I respectfully disagree. One of the major design goals for KMDF is that
it should be used for first time driver developers and then using the
stable basis of KMDF, branch out into other areas of interest, whatever
if may be. Certainly debugging bugs and understanding low level system
designs are essential for writing a good driver, but those skills come
with and making mistakes. KMDF lets you make fewer initial mistakes,
the number of mistakes you can make in a WDM driver is huge.

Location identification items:
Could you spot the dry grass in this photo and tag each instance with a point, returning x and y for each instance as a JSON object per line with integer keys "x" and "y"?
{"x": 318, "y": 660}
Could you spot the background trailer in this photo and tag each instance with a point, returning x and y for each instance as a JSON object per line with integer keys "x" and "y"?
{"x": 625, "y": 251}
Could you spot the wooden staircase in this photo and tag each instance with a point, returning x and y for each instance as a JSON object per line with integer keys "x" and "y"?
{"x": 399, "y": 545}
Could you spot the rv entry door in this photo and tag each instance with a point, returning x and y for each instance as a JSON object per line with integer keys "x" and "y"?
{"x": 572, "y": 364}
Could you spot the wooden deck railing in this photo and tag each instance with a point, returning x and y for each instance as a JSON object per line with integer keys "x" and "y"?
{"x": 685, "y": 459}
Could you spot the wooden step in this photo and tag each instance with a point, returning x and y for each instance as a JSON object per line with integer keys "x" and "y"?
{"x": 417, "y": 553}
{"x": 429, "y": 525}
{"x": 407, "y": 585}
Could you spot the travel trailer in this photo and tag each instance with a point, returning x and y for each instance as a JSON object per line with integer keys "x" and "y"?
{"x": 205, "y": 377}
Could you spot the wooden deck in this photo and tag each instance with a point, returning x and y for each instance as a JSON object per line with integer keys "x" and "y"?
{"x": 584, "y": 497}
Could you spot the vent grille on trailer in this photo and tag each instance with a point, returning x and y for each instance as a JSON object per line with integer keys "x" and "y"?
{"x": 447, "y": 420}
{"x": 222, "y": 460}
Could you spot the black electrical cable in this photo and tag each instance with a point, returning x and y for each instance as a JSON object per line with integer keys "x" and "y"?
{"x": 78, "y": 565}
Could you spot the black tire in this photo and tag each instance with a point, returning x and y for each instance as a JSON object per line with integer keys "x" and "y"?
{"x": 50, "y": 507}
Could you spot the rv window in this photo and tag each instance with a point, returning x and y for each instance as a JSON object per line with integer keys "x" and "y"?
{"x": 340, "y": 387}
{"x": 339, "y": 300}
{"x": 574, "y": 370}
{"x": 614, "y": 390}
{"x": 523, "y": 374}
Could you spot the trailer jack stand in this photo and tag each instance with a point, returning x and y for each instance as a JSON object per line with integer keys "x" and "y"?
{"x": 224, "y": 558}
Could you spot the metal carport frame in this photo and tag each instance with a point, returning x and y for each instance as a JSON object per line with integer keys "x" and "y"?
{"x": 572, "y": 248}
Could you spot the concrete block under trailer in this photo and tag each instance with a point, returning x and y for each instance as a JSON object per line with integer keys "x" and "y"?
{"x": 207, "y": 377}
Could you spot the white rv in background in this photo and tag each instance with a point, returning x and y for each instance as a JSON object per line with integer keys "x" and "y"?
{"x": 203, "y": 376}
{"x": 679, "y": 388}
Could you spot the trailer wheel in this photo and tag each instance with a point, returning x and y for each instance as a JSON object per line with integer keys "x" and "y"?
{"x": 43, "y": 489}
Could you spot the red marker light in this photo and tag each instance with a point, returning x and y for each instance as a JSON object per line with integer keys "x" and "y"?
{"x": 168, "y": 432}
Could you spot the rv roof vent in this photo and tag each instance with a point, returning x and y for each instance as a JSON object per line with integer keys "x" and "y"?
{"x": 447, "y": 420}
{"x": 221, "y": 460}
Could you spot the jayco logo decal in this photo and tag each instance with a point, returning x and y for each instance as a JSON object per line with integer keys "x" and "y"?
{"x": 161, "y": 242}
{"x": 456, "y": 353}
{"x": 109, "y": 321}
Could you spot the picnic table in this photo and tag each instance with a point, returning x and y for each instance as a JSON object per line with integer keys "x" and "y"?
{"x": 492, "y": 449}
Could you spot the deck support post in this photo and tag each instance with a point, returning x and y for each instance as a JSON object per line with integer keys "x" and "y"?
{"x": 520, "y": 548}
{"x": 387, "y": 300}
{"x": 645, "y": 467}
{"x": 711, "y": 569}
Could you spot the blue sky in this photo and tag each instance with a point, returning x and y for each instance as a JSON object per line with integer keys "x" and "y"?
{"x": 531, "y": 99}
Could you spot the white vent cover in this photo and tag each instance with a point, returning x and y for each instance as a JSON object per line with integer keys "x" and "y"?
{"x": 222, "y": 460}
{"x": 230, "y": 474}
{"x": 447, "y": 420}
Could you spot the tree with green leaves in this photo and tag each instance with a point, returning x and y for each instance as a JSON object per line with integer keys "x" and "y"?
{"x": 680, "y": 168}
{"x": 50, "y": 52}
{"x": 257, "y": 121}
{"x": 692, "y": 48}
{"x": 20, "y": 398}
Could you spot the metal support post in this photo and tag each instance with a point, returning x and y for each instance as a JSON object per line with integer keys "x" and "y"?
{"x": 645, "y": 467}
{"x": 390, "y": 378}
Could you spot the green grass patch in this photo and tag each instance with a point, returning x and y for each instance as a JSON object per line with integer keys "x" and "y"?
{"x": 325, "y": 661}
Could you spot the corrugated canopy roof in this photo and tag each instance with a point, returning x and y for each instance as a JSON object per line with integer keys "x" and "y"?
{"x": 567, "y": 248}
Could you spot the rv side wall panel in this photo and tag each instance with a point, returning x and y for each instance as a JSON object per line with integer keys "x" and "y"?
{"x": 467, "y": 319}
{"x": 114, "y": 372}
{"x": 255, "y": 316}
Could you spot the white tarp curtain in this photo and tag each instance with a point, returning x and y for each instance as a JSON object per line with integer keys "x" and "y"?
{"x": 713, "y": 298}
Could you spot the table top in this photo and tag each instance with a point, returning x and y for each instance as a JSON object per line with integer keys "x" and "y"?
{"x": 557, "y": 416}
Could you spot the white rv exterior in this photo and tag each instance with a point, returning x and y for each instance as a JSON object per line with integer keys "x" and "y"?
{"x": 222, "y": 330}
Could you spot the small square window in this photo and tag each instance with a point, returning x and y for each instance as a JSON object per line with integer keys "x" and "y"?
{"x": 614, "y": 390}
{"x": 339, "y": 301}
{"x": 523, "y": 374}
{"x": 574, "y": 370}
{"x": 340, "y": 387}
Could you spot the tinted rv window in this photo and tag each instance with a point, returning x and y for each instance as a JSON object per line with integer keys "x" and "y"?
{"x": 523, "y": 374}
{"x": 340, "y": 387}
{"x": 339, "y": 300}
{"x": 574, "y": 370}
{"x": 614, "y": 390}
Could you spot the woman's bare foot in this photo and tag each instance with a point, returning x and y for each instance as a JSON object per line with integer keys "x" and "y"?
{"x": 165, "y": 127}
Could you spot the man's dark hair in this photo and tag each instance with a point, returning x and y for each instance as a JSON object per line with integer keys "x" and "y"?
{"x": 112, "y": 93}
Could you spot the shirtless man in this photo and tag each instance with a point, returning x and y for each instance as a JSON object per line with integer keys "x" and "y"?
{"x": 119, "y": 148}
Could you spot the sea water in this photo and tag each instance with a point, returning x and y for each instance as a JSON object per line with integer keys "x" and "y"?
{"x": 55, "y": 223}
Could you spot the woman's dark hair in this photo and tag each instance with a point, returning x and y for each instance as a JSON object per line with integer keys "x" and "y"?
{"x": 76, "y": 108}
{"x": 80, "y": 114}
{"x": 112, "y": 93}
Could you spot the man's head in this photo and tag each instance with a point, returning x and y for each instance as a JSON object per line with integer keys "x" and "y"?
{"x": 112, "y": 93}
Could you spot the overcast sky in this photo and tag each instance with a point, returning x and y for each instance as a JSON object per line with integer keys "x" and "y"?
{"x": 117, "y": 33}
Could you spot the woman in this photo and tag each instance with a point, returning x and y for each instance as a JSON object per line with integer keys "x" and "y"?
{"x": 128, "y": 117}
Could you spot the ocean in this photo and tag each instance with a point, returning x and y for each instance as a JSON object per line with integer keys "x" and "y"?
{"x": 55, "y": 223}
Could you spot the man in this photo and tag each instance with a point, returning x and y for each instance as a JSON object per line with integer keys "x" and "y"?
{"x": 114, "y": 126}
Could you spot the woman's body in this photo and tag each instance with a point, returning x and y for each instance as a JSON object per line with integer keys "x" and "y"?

Task directions: Quote the KMDF passage word for word from "I respectfully disagree." up to and including "driver is huge.".

Solution to this problem:
I respectfully disagree. One of the major design goals for KMDF is that
it should be used for first time driver developers and then using the
stable basis of KMDF, branch out into other areas of interest, whatever
if may be. Certainly debugging bugs and understanding low level system
designs are essential for writing a good driver, but those skills come
with and making mistakes. KMDF lets you make fewer initial mistakes,
the number of mistakes you can make in a WDM driver is huge.